**Exercise objective**
Format every line of the data below as a JSON list of strings, one string per line, omitting blank lines. Exclude the pictures from the answer.

**Entries for locating named things**
══════════

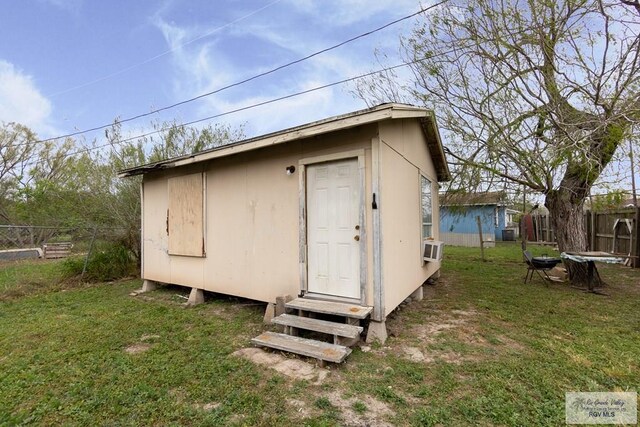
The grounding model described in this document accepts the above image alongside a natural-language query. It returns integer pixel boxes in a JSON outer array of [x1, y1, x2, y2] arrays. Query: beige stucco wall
[[142, 125, 377, 304], [380, 120, 440, 315]]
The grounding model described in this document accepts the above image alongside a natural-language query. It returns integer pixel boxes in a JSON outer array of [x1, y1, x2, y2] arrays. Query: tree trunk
[[545, 188, 601, 286]]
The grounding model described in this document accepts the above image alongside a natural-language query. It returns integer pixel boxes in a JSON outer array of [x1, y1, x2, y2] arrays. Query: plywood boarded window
[[167, 173, 205, 257]]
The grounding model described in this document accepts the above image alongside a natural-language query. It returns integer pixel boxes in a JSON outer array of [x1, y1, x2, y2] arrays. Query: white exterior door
[[306, 159, 361, 299]]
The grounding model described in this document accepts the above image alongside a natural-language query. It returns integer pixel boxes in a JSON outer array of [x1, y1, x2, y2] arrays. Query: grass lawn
[[0, 245, 640, 426]]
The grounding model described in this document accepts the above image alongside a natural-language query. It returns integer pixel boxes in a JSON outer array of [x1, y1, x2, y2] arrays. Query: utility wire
[[49, 0, 282, 98], [63, 49, 456, 157], [36, 0, 448, 143]]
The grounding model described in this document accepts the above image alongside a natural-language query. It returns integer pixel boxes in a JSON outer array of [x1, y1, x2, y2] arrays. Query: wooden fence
[[532, 208, 640, 267]]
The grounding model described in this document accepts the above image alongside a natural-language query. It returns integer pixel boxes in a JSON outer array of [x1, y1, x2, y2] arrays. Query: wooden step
[[285, 298, 373, 319], [251, 332, 351, 363], [271, 314, 363, 338]]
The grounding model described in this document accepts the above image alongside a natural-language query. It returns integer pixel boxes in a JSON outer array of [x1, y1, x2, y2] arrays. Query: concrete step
[[251, 332, 351, 363], [285, 298, 373, 319], [271, 314, 363, 338]]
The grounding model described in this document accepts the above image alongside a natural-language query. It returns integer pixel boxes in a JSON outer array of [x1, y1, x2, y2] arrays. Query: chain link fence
[[0, 225, 136, 261]]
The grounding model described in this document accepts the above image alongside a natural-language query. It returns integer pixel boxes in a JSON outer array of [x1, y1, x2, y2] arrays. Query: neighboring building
[[120, 104, 450, 348], [440, 192, 518, 246]]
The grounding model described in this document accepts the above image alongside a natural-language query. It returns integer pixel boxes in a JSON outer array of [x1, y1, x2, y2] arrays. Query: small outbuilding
[[120, 104, 450, 352], [440, 192, 519, 247]]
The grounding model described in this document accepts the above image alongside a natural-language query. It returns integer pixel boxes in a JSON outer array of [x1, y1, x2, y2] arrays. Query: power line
[[49, 0, 282, 97], [63, 50, 454, 157], [36, 0, 448, 143]]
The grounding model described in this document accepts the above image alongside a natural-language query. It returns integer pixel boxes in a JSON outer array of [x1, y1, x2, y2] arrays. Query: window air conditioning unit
[[423, 240, 444, 261]]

══════════

**Correct response**
[
  "The grounding model described in this document accepts the above image alongside a natural-language query. It returns integer pixel boxes in a JSON outer array of [x1, y1, x2, y2] arrays. Query: beige stucco wall",
  "[[142, 125, 377, 304], [380, 120, 440, 315]]",
  "The grounding model described in this document accepts the above image alongside a natural-language query. It returns integer pixel boxes in a JSON outer array of [x1, y1, x2, y2] arrays. Query: tree trunk",
  "[[545, 188, 601, 286]]",
  "The grounding model described in this document accepts the above image alongside a natural-language query. It returns integer pixel boxes in a JSON outer array of [x1, y1, x2, y2] arrays. Query: plywood boarded window",
  "[[167, 173, 205, 257]]",
  "The grounding model described in this document accepts the above image alongside a natural-language query. It returns integer pixel boxes in a JSON outer array of [x1, y1, x2, y2] arrays. Query: white exterior door",
  "[[306, 159, 361, 299]]",
  "The grounding model described in this document accepts the above image alongside a natural-language query. It returns integer pixel boxes in a JSON outer array of [x1, y1, x2, y2] arrays. Query: grass lawn",
  "[[0, 245, 640, 426]]",
  "The grounding model described in this document accepts the above image alongside a natural-language query. It returns integer pixel boxes in a JSON outer array of [x1, y1, x2, y2] arrays. Query: utility wire",
  "[[49, 0, 282, 98], [63, 49, 456, 157], [36, 0, 448, 143]]",
  "The grounding model described in this document accepts the above image alongside a natural-language query. It returns integer pixel boxes in a JSON outer array of [x1, y1, x2, y2] arrays. Query: wooden fence",
  "[[532, 208, 640, 267]]",
  "The grounding model described in this document accepts the above image alongside a natural-language query. It returns integer pixel boxes in a JSON outer array of [x1, y1, x2, y2] arrays. Query: wooden step",
  "[[285, 298, 373, 319], [251, 332, 351, 363], [271, 314, 363, 338]]",
  "The grounding model described in this document accepts the above image alongside a natural-language query. It returns integer pixel boxes in a JSON outer array of [x1, y1, x2, y2] arrays. Query: concrete step",
  "[[251, 332, 351, 363], [285, 298, 373, 319], [271, 314, 363, 338]]",
  "The grounding model described in this document accepts the above image alongside a natural-language query. It returns integer pixel boxes in a JSON outer array of [x1, y1, x2, y2] arrays. Query: chain link fence",
  "[[0, 225, 136, 261]]",
  "The grounding model described in this document accepts the above image alongside a natural-language query. It returns integer pixel boxes in a JSON outer array of [x1, y1, x2, y2] arrays. Query: neighboring building",
  "[[120, 104, 450, 348], [440, 192, 518, 246]]",
  "The grounding model described in this document accepts the above image alongside a natural-language query. It returns integer pixel boxes in a JSON outer array of [x1, y1, x2, y2] arrays. Query: small outbuilding",
  "[[120, 104, 450, 352], [440, 192, 519, 247]]",
  "The grounding model described in this document accepts the above image alongside a natural-language query. It returns integer pixel boxes in a JSON outer array of [x1, y1, x2, y2] arrays. Query: power line",
  "[[49, 0, 282, 97], [63, 50, 454, 157], [36, 0, 448, 143]]",
  "The grounding model described in this document accepts the above image alongside a natural-language query. It returns integer pixel boxes in a JSON outer array of [x1, y1, x2, y2] arrays. Query: window air conditioning unit",
  "[[423, 240, 444, 261]]"
]